▸ Short problem
Pick out every line in the records below that contains the word "boat", and copy each one.

-------- Recorded data

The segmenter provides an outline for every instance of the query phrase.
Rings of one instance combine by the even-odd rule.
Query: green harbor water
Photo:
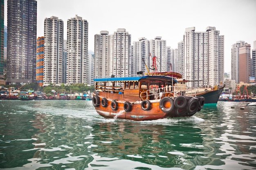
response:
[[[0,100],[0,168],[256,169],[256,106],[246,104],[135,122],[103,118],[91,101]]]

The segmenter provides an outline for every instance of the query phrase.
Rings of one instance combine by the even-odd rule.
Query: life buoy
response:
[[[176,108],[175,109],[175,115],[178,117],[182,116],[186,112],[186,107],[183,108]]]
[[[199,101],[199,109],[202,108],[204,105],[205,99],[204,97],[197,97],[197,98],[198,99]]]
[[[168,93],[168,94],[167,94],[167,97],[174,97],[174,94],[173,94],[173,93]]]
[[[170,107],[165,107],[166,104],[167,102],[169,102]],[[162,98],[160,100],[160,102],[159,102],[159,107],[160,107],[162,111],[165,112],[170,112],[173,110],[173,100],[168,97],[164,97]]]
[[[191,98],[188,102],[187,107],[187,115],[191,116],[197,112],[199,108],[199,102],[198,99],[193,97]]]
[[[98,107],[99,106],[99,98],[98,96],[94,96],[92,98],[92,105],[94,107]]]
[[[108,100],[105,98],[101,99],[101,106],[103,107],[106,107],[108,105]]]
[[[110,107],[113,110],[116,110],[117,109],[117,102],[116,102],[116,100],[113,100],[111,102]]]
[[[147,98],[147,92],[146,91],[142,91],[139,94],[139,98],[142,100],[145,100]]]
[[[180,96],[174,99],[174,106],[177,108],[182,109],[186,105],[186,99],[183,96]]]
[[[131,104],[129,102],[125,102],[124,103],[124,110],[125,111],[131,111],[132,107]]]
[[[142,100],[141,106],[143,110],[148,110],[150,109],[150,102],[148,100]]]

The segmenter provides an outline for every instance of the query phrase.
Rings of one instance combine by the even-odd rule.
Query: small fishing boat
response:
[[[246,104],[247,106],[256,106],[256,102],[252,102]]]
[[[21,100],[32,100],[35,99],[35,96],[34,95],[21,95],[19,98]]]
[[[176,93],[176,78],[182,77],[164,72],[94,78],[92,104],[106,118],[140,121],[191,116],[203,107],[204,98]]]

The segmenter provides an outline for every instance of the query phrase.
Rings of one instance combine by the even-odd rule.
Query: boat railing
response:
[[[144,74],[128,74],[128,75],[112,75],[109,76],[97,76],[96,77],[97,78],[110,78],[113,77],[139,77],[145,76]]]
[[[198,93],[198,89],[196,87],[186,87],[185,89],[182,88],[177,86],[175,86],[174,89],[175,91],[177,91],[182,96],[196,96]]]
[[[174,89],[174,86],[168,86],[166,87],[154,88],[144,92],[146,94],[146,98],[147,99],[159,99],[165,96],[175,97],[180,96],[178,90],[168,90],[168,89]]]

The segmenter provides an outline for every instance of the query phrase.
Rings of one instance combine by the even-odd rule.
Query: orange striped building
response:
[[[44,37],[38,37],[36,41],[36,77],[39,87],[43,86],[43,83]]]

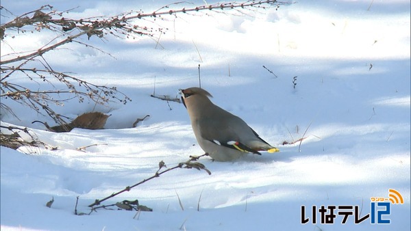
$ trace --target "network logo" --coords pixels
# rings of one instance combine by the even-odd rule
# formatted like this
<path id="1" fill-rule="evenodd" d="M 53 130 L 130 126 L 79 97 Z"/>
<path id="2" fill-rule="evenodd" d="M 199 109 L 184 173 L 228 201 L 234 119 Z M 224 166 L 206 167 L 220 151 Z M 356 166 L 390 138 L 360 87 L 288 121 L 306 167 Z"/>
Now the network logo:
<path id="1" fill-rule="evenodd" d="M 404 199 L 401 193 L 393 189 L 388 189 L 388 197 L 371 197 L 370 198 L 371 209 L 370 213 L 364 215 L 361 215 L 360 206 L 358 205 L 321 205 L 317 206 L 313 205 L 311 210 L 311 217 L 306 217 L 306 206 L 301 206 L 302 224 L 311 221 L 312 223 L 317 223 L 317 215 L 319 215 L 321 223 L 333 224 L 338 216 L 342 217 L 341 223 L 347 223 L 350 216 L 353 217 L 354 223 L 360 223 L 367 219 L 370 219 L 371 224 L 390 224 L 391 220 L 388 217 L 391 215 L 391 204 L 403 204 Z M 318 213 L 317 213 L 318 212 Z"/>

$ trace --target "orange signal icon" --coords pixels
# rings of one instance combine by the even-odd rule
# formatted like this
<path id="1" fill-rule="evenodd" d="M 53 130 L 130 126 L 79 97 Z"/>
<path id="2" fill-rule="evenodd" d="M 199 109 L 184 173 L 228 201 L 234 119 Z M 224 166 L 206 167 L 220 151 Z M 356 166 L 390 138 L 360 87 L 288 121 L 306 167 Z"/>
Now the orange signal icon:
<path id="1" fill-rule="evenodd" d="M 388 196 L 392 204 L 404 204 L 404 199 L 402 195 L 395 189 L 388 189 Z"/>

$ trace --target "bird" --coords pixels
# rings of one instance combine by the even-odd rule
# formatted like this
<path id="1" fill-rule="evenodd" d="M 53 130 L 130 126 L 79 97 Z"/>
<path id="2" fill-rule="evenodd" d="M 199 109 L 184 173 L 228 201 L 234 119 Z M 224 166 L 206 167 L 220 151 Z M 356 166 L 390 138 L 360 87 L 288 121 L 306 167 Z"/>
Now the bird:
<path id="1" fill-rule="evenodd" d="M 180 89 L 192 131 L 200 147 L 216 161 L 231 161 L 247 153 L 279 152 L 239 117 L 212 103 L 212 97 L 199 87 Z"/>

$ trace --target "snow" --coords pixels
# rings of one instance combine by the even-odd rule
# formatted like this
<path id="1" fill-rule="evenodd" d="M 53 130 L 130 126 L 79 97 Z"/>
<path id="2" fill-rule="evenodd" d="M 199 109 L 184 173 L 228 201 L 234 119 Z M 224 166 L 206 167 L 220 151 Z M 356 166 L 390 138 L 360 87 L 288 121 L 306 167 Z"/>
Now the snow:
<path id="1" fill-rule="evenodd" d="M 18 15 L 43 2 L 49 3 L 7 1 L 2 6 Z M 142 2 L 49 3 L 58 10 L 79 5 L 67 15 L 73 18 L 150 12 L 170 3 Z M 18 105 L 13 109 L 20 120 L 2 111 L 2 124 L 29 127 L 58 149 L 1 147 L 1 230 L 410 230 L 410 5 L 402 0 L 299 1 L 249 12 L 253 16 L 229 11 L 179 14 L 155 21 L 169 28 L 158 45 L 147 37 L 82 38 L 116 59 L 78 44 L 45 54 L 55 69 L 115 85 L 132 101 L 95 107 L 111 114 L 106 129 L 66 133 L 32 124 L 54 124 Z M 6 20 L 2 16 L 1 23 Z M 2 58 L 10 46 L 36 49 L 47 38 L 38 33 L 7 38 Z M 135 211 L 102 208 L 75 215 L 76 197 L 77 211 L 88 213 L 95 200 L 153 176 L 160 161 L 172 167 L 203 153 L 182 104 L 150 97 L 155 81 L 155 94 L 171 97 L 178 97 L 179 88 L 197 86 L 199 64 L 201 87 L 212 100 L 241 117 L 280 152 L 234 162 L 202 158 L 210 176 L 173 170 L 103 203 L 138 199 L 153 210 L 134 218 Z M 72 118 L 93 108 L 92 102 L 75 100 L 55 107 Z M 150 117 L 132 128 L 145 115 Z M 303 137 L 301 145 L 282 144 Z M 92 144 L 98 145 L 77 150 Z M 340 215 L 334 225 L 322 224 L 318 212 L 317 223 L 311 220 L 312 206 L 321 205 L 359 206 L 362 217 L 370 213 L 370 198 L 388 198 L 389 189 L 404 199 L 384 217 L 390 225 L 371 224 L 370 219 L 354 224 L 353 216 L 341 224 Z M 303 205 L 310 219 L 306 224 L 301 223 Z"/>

----------------

▸ Exercise result
Query: small fishing boat
Query: boat railing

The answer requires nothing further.